### [TO BE DONE]
Answer these questions using the text on differentiated instruction below.
(a) Which source is credited for the quoted definition of differentiation?
(b) What two problems can using a vast array of digital solutions cause?
(c) What are the two ways students can access assignments?

### [DOCUMENT SEGMENT]
Providing differentiation for students is a critical instructional practice backed by learning science. But supporting differentiated instruction can become time-consuming for educators, which is one area where digital solutions can help. That’s why Easel by TpT™ was built with effective instructional practices in mind — based on a review of relevant peer-reviewed research, interviews with educators, and industry reports. This easy-to-use suite of digital tools for teachers supports differentiated instruction and integrates additional instructional best practices that learning science recommends.
Defining Differentiation in Today’s Instruction
Supporting differentiated instruction in today’s tech-integrated learning environments is vastly different than it used to be when instruction was solely delivered in the traditional in-person classroom environment. So let’s quickly review the definition of “differentiation.”
“In the context of education, we define differentiation as a teacher’s reacting responsively to a learner’s needs. A teacher who is differentiating understands a student’s needs to express humor, or work with a group, or have additional teaching on a particular skill, or delve more deeply into a particular topic, or have guided help with a reading passage…differentiation is simply attending to the learning needs of a particular student or small group of students rather than the more typical pattern of teaching the class as though all individuals in it were basically alike.”
(Tomlinson & Allan, 2000)
Learning science shows us that adapting instruction to meet individual needs through differentiation leads to benefits including enhanced learning opportunities (Tomlinson et al., 2003) and improved student achievement (Reis et al., 2011; Rock et al., 2008). So how can teachers put differentiation into practice in today’s increasingly digital learning environments? Unsurprisingly, many teachers have innovated to deliver new methods of differentiating by using a range of online tools. However, using this vast array of digital solutions can create additional work and cause tech fatigue. That’s where Easel can simplify and streamline the experience for educators.
Using Easel for Delivering Differentiated Instruction
With Easel’s suite of intuitive digital tools, providing differentiated instruction becomes easier for educators. It’s as simple as creating or customizing personalized, interactive resources in order to meet the needs of individual students, small groups, or the whole class.
Plus, using Easel for differentiation changes how teachers approach lesson planning, delivery, and grading by keeping activities within a single interactive platform that can be accessed from any digital device — making it a seamless learning experience whether you’re in-person, hybrid, or remote. Students can access assignments via Google Classroom™ or through an assignment link and they can then complete and turn in their assignments right on Easel, where teachers can respond to and return student work.

Collected data entries:
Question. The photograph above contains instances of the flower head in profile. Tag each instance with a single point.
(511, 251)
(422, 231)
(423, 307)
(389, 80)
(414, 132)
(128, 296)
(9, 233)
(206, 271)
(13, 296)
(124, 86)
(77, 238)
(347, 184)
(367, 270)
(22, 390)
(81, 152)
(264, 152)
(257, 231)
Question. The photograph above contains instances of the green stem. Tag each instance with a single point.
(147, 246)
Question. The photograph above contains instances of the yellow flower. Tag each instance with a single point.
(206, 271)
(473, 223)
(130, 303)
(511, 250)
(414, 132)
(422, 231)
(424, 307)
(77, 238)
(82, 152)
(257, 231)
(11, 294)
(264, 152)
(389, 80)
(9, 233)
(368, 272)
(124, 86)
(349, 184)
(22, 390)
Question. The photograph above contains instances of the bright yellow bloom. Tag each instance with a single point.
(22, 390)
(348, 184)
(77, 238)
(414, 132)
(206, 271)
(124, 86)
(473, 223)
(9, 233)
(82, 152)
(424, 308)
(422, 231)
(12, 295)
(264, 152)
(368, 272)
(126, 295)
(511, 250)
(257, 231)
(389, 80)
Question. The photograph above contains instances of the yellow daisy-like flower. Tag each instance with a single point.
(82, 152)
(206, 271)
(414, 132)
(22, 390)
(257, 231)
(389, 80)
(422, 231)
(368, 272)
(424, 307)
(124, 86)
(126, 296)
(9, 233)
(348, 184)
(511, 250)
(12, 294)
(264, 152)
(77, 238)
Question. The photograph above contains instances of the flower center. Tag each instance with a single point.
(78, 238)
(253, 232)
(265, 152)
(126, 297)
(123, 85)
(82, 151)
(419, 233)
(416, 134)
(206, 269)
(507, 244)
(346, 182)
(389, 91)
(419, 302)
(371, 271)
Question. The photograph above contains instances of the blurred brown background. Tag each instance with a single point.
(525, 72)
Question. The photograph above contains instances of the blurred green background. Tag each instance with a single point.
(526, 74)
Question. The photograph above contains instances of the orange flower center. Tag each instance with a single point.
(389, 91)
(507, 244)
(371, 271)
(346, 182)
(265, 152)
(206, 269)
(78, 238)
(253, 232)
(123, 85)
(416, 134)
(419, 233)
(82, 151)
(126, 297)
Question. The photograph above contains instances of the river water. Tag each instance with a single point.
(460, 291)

### [FINISHED EXERCISE]
(a) Tomlinson & Allan, 2000
(b) It can create additional work and cause tech fatigue.
(c) Through Google Classroom™ or through an assignment link.